Objective:
Copy out every one of the rows below verbatim, with no alteration.

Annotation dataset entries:
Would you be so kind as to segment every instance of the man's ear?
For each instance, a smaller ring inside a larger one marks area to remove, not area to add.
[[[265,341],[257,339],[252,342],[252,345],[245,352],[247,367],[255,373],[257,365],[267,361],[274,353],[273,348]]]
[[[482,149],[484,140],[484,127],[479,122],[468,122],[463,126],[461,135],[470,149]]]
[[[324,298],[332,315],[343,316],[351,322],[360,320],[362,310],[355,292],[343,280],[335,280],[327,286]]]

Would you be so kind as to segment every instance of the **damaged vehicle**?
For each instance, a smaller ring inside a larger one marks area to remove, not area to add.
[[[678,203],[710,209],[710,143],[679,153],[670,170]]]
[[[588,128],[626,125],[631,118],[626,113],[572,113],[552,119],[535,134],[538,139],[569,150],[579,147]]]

Result for this task:
Would you be so kind as to segment every instance of the man's ear?
For each instance, a smaller ring inside a larger one marks area to remove, not area to add.
[[[265,341],[257,339],[252,342],[252,345],[245,352],[247,367],[255,373],[257,365],[267,361],[274,353],[273,348]]]
[[[482,149],[484,140],[484,127],[479,122],[468,122],[463,126],[461,135],[470,149]]]
[[[324,298],[332,315],[343,316],[351,322],[360,320],[362,310],[355,292],[343,280],[335,280],[327,286]]]

Would you be so kind as to segment every instance of the **damaged vehicle**?
For each instance, a smaller ring inside a larger one marks area to remove, not area to add.
[[[678,203],[710,209],[710,143],[679,153],[670,170]]]
[[[588,128],[626,125],[631,118],[626,113],[572,113],[552,119],[535,134],[538,139],[569,150],[579,147]]]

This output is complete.